ENTRIES
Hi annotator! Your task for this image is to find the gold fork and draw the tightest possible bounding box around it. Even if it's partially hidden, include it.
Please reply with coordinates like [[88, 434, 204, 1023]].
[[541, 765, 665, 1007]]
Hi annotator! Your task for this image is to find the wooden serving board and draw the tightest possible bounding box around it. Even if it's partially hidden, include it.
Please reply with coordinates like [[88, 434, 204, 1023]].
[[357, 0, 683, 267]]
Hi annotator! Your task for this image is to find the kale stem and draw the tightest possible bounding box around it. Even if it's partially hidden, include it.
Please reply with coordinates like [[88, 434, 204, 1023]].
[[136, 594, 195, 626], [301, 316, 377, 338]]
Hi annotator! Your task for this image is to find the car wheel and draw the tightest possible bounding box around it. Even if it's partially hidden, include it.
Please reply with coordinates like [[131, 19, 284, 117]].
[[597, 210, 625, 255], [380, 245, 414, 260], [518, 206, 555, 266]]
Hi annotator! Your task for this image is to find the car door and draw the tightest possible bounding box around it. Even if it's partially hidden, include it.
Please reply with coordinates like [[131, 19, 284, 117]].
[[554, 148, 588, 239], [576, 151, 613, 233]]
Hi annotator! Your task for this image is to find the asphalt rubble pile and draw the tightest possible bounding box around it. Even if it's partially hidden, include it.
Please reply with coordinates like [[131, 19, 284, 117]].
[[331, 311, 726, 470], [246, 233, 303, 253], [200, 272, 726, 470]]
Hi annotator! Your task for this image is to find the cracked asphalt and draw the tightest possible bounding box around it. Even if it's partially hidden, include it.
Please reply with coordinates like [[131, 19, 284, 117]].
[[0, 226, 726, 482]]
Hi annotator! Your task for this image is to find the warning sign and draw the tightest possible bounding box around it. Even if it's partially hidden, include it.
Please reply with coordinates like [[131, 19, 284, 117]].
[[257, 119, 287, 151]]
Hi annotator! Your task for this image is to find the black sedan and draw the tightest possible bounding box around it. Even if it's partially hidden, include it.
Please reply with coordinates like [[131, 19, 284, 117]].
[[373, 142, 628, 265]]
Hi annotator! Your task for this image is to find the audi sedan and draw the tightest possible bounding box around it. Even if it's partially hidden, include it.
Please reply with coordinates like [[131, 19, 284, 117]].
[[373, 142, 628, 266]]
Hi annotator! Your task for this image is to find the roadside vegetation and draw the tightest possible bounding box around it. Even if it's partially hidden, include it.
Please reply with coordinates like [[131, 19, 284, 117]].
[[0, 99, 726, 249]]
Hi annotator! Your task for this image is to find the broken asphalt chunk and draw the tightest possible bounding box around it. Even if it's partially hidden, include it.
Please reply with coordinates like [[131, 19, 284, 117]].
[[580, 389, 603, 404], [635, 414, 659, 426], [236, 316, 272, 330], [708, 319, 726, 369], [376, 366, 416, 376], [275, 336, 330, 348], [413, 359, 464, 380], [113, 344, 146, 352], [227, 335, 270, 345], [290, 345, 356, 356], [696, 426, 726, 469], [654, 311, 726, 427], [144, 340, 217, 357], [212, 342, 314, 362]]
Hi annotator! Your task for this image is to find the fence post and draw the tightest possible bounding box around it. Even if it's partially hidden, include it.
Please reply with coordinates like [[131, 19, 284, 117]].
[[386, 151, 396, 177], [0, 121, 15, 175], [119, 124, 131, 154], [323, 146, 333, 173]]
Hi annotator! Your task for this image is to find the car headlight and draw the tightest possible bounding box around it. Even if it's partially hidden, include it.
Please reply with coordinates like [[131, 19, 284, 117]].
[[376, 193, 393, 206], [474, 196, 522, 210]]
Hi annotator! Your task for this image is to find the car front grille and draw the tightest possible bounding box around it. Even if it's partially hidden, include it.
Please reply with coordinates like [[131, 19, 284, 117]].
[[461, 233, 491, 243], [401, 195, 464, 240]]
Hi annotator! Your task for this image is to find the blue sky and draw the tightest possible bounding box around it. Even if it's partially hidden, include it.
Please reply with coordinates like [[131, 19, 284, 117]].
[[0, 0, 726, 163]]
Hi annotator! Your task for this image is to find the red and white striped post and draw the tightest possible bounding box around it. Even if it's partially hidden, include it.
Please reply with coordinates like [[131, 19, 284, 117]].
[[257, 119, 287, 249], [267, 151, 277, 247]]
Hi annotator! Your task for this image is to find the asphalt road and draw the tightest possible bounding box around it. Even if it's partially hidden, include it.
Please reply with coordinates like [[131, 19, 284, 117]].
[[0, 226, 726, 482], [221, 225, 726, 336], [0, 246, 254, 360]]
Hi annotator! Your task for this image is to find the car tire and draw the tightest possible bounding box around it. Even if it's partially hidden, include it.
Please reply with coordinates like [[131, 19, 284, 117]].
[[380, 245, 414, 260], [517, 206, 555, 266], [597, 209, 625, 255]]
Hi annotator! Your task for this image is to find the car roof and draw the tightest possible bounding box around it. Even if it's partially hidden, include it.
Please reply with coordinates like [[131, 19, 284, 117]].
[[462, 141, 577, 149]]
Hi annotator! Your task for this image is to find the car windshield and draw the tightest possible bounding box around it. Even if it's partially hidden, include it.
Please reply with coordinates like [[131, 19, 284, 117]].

TASK TO CARRY OUT
Turn every line of the records above into a numbered list, skipping any blank lines.

ANSWER TO THE PROBLEM
1. Hi annotator! Your task for this image is to find the gold fork and draw the tightest possible bounding box around it. Even if it's partially hidden, include it.
2. Please reply with coordinates like [[88, 434, 204, 1023]].
3. [[541, 765, 665, 1007]]
4. Hi annotator! Your task for this image is to find the wooden serving board and draw the tightest possible bounding box around it. Even if it's partially hidden, include it.
5. Please reply with coordinates like [[88, 434, 204, 1023]].
6. [[357, 0, 683, 267]]
7. Hi annotator! Your task for this image is to find the kale stem and draw the tightest possible bounding box around it. Even if it's partially hidden, include it.
8. Please reply with coordinates like [[88, 434, 204, 1023]].
9. [[136, 594, 195, 626], [301, 316, 377, 338]]
10. Hi annotator! Your task for this image is to find the car wheel and draw the tightest possible bounding box around it. Even if it's partially hidden, include it.
11. Please reply with coordinates like [[131, 19, 284, 117]].
12. [[597, 210, 625, 255], [380, 245, 414, 260], [518, 206, 555, 266]]
13. Hi annotator! Your task for this image is to find the car door and draw the tightest possible bounding box around it. Even if it's partially hidden, include it.
14. Please reply with coordinates like [[131, 19, 284, 117]].
15. [[554, 148, 588, 239], [576, 151, 613, 233]]
16. Hi annotator! Your task for this image is to find the asphalt rubble pile and draw the tightest possible bounding box around it. Even if it's partially hidden, include it.
17. Please reply with coordinates like [[131, 19, 284, 117]].
18. [[331, 311, 726, 470], [246, 233, 303, 253], [200, 272, 726, 470]]
19. Hi annotator! Your task for this image is to find the cracked asphalt and draw the tightest possible bounding box around it. Even if it's partially hidden, include it.
20. Please reply with coordinates like [[131, 19, 284, 117]].
21. [[0, 226, 726, 482]]
22. Hi annotator! Your task for this image is to find the warning sign and draw the tightest possible bounding box around it. Even if it's partially hidden, include it.
23. Please reply with coordinates like [[131, 19, 284, 117]].
24. [[257, 119, 287, 151]]
25. Hi annotator! Your task for this image is to find the black sedan and draw the tightest possible bounding box around it. Even if it's partially hidden, include it.
26. Please reply with coordinates like [[131, 19, 284, 117]].
27. [[373, 142, 628, 265]]
28. Hi annotator! Your task for this image is to find the audi sedan and draw the tightest possible bounding box around it. Even if it's partially hidden, include it.
29. Please reply with coordinates like [[131, 19, 284, 117]].
30. [[373, 142, 628, 266]]
31. Hi annotator! Your task for this image is to find the roadside vegetation and draw the tightest possible bounding box around it. Even if it's partially hidden, include it.
32. Please reply with coordinates like [[131, 19, 284, 117]].
33. [[0, 99, 726, 249]]
34. Hi annotator! Your task for this image is to find the broken asphalt chunk and draw the tightest possible bounding box around it. Even if it's partially hidden, include it.
35. Please reply with coordinates like [[131, 19, 284, 117]].
36. [[580, 389, 603, 404], [635, 414, 659, 426], [236, 316, 272, 330], [708, 319, 726, 369], [376, 366, 416, 376], [275, 336, 330, 348], [413, 359, 464, 380], [113, 344, 146, 352], [227, 335, 270, 345], [290, 345, 356, 356], [696, 426, 726, 469], [654, 311, 726, 427], [144, 340, 217, 357], [212, 342, 314, 362]]
37. Hi annotator! Your task for this image is to find the fence post and draw the tightest possible bounding box around it. Even if it's partially hidden, include it.
38. Please reply with coordinates like [[131, 19, 284, 117]].
39. [[386, 151, 396, 177], [0, 121, 15, 175], [119, 124, 131, 154], [323, 146, 333, 173]]
40. Hi annotator! Your task for this image is to find the car headlight and draw the tightest possible bounding box around it. Even if it's partially hidden, include it.
41. Please reply with coordinates like [[131, 19, 284, 117]].
42. [[376, 193, 393, 206], [474, 196, 522, 210]]
43. Hi annotator! Your task for this image is to find the car front grille and draw the tightest possible bounding box around it. Even if it's partially hidden, include it.
44. Please reply with coordinates like [[131, 19, 284, 117]].
45. [[461, 233, 491, 243], [401, 195, 464, 240]]
46. Hi annotator! Your task for this image is to find the blue sky and draw the tightest possible bounding box around it. Even if it's partially hidden, include it.
47. Please reply with coordinates like [[131, 19, 284, 117]].
48. [[0, 0, 726, 163]]
49. Hi annotator! Your task for this image is to find the red and white striped post and draw the tightest possible bounding box around it. Even if it's partially hidden, include it.
50. Please reply with coordinates like [[131, 19, 284, 117]].
51. [[257, 119, 287, 249], [267, 151, 277, 247]]
52. Hi annotator! Your task for this image is to find the asphalt road and draw the tightest possible bounding box around it. Even if it's partially hidden, include it.
53. Please reply with coordinates like [[131, 19, 284, 117]].
54. [[0, 226, 726, 482], [221, 225, 726, 336], [0, 246, 254, 360]]
55. Hi annotator! Your task for this image is to find the car tire and draw the tightest possible bounding box around it. Even if it's partially hidden, include it.
56. Please reply with coordinates like [[131, 19, 284, 117]].
57. [[380, 245, 414, 260], [517, 206, 555, 266], [597, 209, 625, 255]]
58. Hi annotator! Your task for this image is to find the car roof and draw the tightest possible bounding box around it. Even if it's partially hidden, include it.
59. Please reply with coordinates like [[131, 19, 284, 117]].
60. [[462, 141, 577, 149]]
61. Hi annotator! Your task for this image is to find the car windshield and draw the tightest possible bounding box around it. Even if it's partially hidden, include it.
62. Please reply with coordinates like [[131, 19, 284, 117]].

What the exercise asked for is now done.